### [Text shown]
——————————

Main Content

DBSCAN

Introduction to DBSCAN

Density-Based Spatial Clustering of Applications with Noise (DBSCAN) identifies arbitrarily shaped clusters and noise (outliers) in data. The Statistics and Machine Learning Toolbox™ function dbscan performs clustering on an input data matrix or on pairwise distances between observations. dbscan returns the cluster indices and a vector indicating the observations that are core points (points inside clusters). Unlike k-means clustering, the DBSCAN algorithm does not require prior knowledge of the number of clusters, and clusters are not necessarily spheroidal. DBSCAN is also useful for density-based outlier detection, because it identifies points that do not belong to any cluster.

For a point to be assigned to a cluster, it must satisfy the condition that its epsilon neighborhood (epsilon) contains at least a minimum number of neighbors (minpts). Or, the point can lie within the epsilon neighborhood of another point that satisfies the epsilon and minpts conditions. The DBSCAN algorithm identifies three kinds of points:

  • Core point — A point in a cluster that has at least minpts neighbors in its epsilon neighborhood

  • Border point — A point in a cluster that has fewer than minpts neighbors in its epsilon neighborhood

  • Noise point — An outlier that does not belong to any cluster

DBSCAN works with a wide range of distance metrics, and you can define a custom distance metric for your particular application. The choice of a distance metric determines the shape of the neighborhood.

Algorithm Description

For specified values of the epsilon neighborhood epsilon and the minimum number of neighbors minpts required for a core point, the dbscan function implements DBSCAN as follows:

  1. From the input data set X, select the first unlabeled observation x1 as the current point, and initialize the first cluster label C to 1.

  2. Find the set of points within the epsilon neighborhood epsilon of the current point. These points are the neighbors.

    1. If the number of neighbors is less than minpts, then label the current point as a noise point (or an outlier). Go to step 4.

      Note

      dbscan can reassign noise points to clusters if the noise points later satisfy the constraints set by epsilon and minpts from some other point in X. This process of reassigning points happens for border points of a cluster.

    2. Otherwise, label the current point as a core point belonging to cluster C.

  3. Iterate over each neighbor (new current point) and repeat step 2 until no new neighbors are found that can be labeled as belonging to the current cluster C.

  4. Select the next unlabeled point in X as the current point, and increase the cluster count by 1.

  5. Repeat steps 2–4 until all points in X are labeled.

Determine Values for DBSCAN Parameters

This example shows how to select values for the epsilon and minpts parameters of dbscan. The data set is a Lidar scan, stored as a collection of 3-D points, that contains the coordinates of objects surrounding a vehicle.

——————————

### [Stored data]
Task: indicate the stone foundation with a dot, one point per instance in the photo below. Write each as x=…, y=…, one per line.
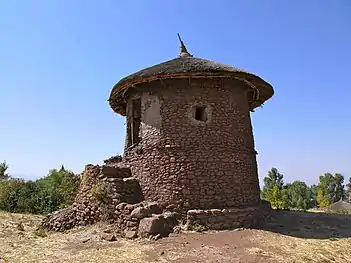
x=220, y=219
x=109, y=193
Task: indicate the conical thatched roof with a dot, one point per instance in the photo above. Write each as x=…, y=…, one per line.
x=187, y=66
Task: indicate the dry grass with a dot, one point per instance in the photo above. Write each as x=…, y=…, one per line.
x=20, y=243
x=300, y=250
x=75, y=246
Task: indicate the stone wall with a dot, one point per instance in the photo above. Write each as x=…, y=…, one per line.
x=192, y=164
x=220, y=219
x=109, y=194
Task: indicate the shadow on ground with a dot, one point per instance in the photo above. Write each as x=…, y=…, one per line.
x=308, y=225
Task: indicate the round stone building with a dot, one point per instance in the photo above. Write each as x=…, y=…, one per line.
x=189, y=138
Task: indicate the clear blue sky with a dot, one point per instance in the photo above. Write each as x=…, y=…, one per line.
x=60, y=59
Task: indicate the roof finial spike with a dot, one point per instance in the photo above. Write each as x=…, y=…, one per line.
x=183, y=51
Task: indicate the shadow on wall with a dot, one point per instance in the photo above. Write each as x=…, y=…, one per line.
x=308, y=225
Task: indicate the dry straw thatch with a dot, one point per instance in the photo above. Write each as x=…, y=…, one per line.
x=187, y=66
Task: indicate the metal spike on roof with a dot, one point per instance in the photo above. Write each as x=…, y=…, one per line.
x=183, y=51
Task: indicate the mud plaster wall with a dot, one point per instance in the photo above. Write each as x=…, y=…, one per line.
x=192, y=164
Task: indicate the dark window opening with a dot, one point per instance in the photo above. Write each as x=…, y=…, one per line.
x=200, y=114
x=134, y=123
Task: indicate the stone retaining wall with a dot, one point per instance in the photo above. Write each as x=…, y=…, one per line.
x=220, y=219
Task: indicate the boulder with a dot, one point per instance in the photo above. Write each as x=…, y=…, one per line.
x=152, y=226
x=154, y=208
x=140, y=212
x=109, y=171
x=130, y=233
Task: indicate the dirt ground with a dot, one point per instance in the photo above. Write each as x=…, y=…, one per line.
x=287, y=237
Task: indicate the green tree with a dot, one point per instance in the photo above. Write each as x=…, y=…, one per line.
x=313, y=192
x=58, y=189
x=330, y=189
x=300, y=195
x=28, y=198
x=275, y=197
x=9, y=193
x=3, y=168
x=274, y=178
x=348, y=191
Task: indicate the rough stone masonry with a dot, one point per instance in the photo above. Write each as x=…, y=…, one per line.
x=189, y=156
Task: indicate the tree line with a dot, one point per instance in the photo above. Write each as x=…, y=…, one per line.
x=45, y=195
x=59, y=188
x=298, y=195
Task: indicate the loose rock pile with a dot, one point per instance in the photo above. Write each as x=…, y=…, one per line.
x=109, y=193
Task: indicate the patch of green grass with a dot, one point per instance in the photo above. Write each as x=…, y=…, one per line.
x=40, y=232
x=198, y=228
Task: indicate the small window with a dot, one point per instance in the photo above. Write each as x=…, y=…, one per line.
x=200, y=114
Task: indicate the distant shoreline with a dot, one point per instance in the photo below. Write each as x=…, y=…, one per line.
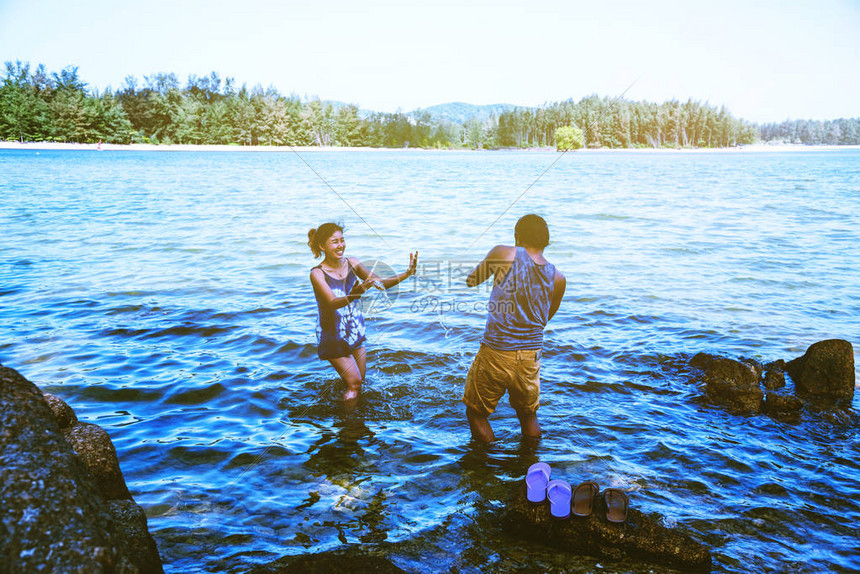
x=54, y=146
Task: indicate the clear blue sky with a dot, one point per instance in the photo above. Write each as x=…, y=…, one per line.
x=766, y=61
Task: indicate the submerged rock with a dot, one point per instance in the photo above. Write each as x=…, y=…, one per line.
x=730, y=383
x=641, y=537
x=774, y=379
x=339, y=561
x=54, y=516
x=93, y=445
x=826, y=370
x=782, y=406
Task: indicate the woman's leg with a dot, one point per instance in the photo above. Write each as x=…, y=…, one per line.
x=351, y=374
x=360, y=356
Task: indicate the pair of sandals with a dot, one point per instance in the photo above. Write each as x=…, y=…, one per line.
x=579, y=501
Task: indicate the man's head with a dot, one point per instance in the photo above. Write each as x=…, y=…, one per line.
x=531, y=231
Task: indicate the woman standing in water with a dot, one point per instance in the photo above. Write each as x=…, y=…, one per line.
x=338, y=283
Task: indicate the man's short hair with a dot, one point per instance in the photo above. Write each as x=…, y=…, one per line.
x=531, y=230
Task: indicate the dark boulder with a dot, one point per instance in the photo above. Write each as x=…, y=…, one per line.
x=344, y=560
x=826, y=370
x=62, y=412
x=93, y=445
x=641, y=537
x=782, y=406
x=774, y=379
x=131, y=525
x=54, y=517
x=730, y=383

——————————

### [Given task 1]
In the DBSCAN page, shorten the paragraph that begins "Density-Based Spatial Clustering of Applications with Noise" into a bulleted list that keeps its main facts.
### [Given task 2]
Answer these from the DBSCAN page:
(a) What is a point in a cluster called if it has fewer than minpts neighbors in its epsilon neighborhood?
(b) What determines the shape of the neighborhood?
(c) What data set does the example on choosing epsilon and minpts use?
### [Given task 3]
Return, word for word, the part of the DBSCAN page that opens with the words containing "DBSCAN works with" and closes with "are the neighbors.".

### [Final result 1]
- DBSCAN finds clusters of any shape and noise points (outliers) in data.
- The dbscan function clusters either a data matrix or pairwise distances between observations.
- It returns cluster indices and a vector marking core points (points inside clusters).
- Unlike k-means, it needs no prior number of clusters, and clusters need not be spheroidal.
- It also serves for density-based outlier detection, since it flags points that belong to no cluster.

### [Final result 2]
(a) A border point.
(b) The choice of a distance metric.
(c) A Lidar scan, stored as a collection of 3-D points, that holds the coordinates of objects surrounding a vehicle.

### [Final result 3]
DBSCAN works with a wide range of distance metrics, and you can define a custom distance metric for your particular application. The choice of a distance metric determines the shape of the neighborhood.

Algorithm Description

For specified values of the epsilon neighborhood epsilon and the minimum number of neighbors minpts required for a core point, the dbscan function implements DBSCAN as follows:

  1. From the input data set X, select the first unlabeled observation x1 as the current point, and initialize the first cluster label C to 1.

  2. Find the set of points within the epsilon neighborhood epsilon of the current point. These points are the neighbors.